▶ **Текст для чтения**:

:::

Ибо, едва удостоверившись в своем избрании, он решил немедленно выступить во главе армии, чтобы утвердить свою власть в Риме; собрав солдат, он обратился к ним с такими словами:
«Негодование, которое вы питаете к преступлению, совершенному в Риме недостойными солдатами, недостойными даже этого имени, доказывает вашу верность вашим императорам и священное уважение к присяге, которую вы им приносите. Я всегда исповедовал те же чувства. Вы знаете: преданный и покорный правителям империи, я никогда не помышлял о том возвышении, на которое вы поставили меня своими голосами; и теперь у меня нет более жгучего желания, чем поскорее свершить столь же законную, сколь и угодную вам месть.
Честь империи служит нам новым стимулом. Мы не вправе оставить ее под позором, которым она ныне покрыта. Некогда управляемая великими и мудрыми государями, ее величие внушало уважение всему миру. Даже при Коммоде благородство принца и память о его отце смягчали впечатление от ошибок, совершаемых им по молодости: мы питали к нему больше сострадания, чем ненависти, и винили во всем его министров и дурные советы. Из рук Коммода империя перешла к почтенному старцу, чьи добродетели и подвиги глубоко запечатлены в ваших сердцах: и именно такого государя преторианцы не смогли вынести и поспешили устранить убийством, достойным величайшей кары.

:::

▶ **Предоставленный материал**:
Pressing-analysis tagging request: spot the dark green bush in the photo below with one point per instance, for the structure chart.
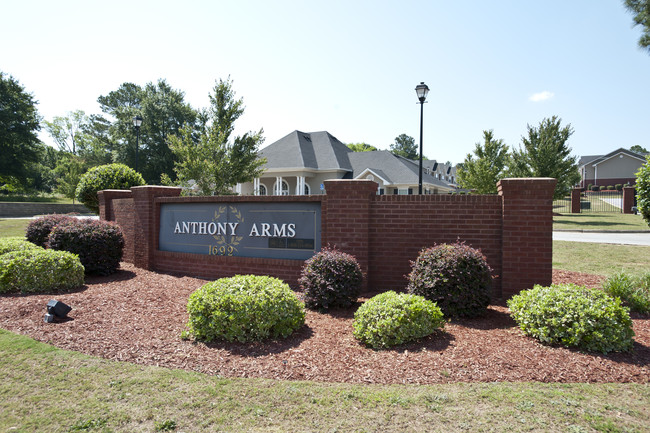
(39, 270)
(38, 230)
(643, 190)
(331, 278)
(99, 244)
(110, 176)
(633, 291)
(454, 276)
(389, 319)
(573, 316)
(244, 308)
(16, 244)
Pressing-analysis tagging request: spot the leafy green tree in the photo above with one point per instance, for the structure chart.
(19, 123)
(405, 146)
(643, 190)
(481, 171)
(164, 112)
(641, 11)
(361, 147)
(210, 158)
(545, 153)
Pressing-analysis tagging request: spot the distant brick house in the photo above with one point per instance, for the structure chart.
(617, 167)
(300, 162)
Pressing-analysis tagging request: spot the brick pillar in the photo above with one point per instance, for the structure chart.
(145, 221)
(346, 218)
(527, 233)
(628, 198)
(575, 200)
(106, 198)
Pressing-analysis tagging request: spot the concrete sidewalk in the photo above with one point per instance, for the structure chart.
(625, 238)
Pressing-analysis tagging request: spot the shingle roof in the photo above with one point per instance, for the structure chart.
(316, 150)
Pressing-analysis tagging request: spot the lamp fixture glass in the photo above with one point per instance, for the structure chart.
(422, 90)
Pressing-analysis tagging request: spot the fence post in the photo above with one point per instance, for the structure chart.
(575, 200)
(628, 198)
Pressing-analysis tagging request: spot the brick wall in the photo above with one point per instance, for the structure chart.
(513, 229)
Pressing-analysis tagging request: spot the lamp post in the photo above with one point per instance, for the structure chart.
(421, 90)
(137, 122)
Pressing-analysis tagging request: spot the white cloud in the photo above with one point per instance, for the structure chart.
(541, 96)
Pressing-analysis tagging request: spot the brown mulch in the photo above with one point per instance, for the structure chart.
(138, 316)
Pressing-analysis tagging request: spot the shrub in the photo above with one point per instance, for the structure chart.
(16, 244)
(454, 276)
(573, 316)
(244, 308)
(633, 291)
(643, 190)
(39, 270)
(39, 229)
(331, 278)
(110, 176)
(98, 244)
(389, 319)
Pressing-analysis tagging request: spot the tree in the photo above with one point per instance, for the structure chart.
(643, 190)
(405, 146)
(482, 173)
(164, 112)
(361, 147)
(210, 158)
(641, 11)
(545, 153)
(19, 123)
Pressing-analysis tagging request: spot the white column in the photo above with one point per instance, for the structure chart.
(256, 186)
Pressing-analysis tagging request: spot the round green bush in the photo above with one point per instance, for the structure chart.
(389, 319)
(39, 271)
(330, 278)
(454, 276)
(244, 308)
(643, 190)
(99, 244)
(38, 230)
(573, 316)
(110, 176)
(16, 244)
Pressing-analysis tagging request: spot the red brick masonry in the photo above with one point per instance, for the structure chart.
(384, 232)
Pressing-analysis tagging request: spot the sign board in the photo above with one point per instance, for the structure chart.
(269, 230)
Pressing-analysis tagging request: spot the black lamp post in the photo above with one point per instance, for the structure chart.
(421, 90)
(137, 122)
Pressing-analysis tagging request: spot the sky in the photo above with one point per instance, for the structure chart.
(351, 67)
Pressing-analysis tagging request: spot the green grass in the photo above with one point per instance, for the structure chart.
(600, 221)
(13, 227)
(48, 389)
(601, 259)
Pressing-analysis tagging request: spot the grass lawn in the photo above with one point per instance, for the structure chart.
(13, 227)
(48, 389)
(600, 221)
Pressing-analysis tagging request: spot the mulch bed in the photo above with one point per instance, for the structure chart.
(138, 316)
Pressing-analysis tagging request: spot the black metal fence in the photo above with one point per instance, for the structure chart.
(592, 201)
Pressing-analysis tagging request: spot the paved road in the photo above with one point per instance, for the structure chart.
(604, 238)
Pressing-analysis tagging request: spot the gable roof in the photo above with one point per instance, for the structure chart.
(315, 150)
(393, 169)
(598, 159)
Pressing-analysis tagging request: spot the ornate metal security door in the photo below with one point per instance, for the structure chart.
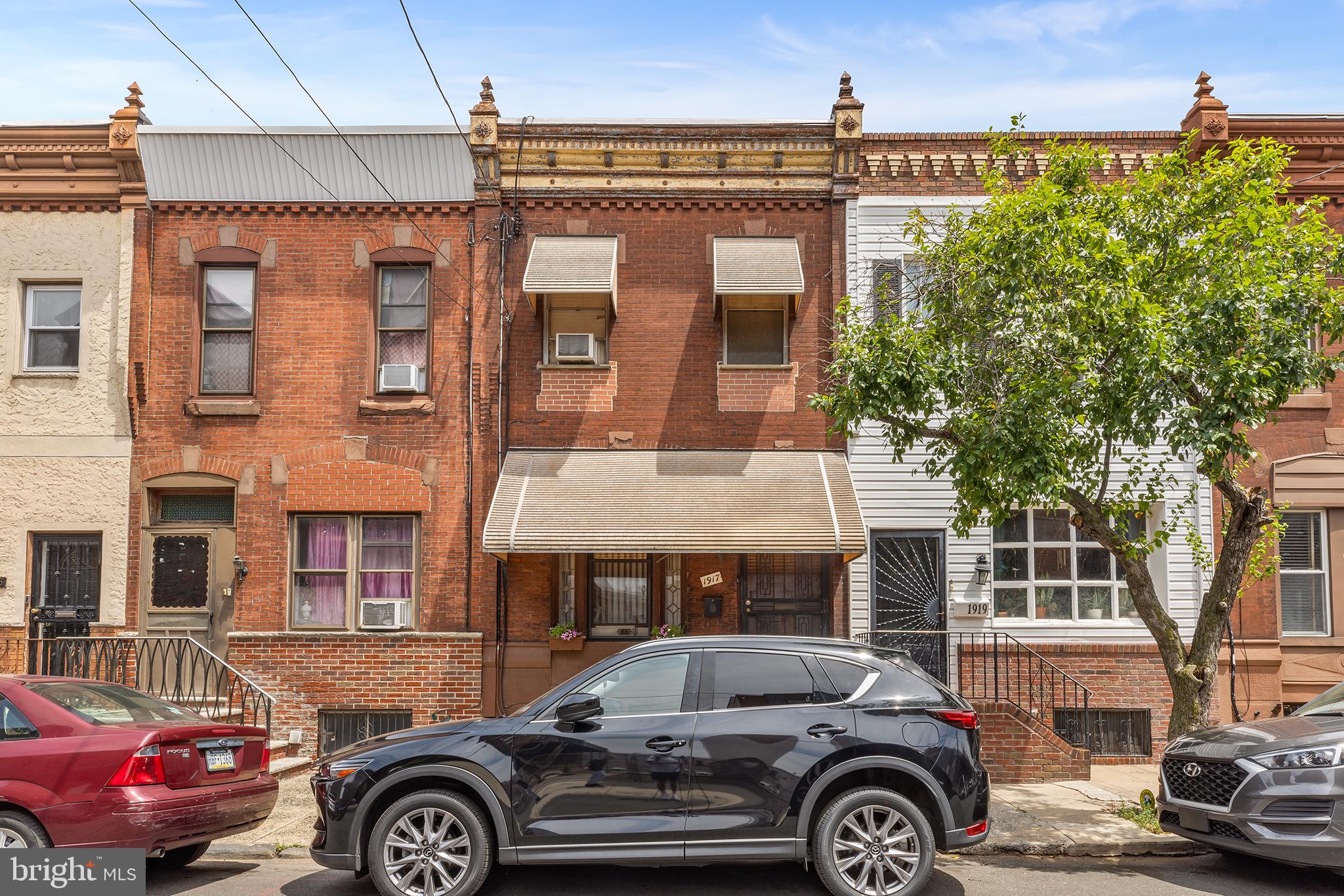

:::

▶ **Что сделать A**:
Ответьте по тексту для чтения:
(i) Что он решил сделать, как только удостоверился в своем избрании?
(ii) Кого винили в ошибках Коммода?
(iii) Кто не смог вынести почтенного старца и устранил его убийством?
▶ **Что сделать B**:
Перепишите из текста для чтения отрывок от «Ибо, едва удостоверившись» до «угодную вам месть.» точно, слово в слово.

▶ **Правильный ответ A**:
(i) Немедленно выступить во главе армии, чтобы утвердить свою власть в Риме.
(ii) Его министров и дурные советы.
(iii) Преторианцы.

▶ **Правильный ответ B**:
Ибо, едва удостоверившись в своем избрании, он решил немедленно выступить во главе армии, чтобы утвердить свою власть в Риме; собрав солдат, он обратился к ним с такими словами:
«Негодование, которое вы питаете к преступлению, совершенному в Риме недостойными солдатами, недостойными даже этого имени, доказывает вашу верность вашим императорам и священное уважение к присяге, которую вы им приносите. Я всегда исповедовал те же чувства. Вы знаете: преданный и покорный правителям империи, я никогда не помышлял о том возвышении, на которое вы поставили меня своими голосами; и теперь у меня нет более жгучего желания, чем поскорее свершить столь же законную, сколь и угодную вам месть.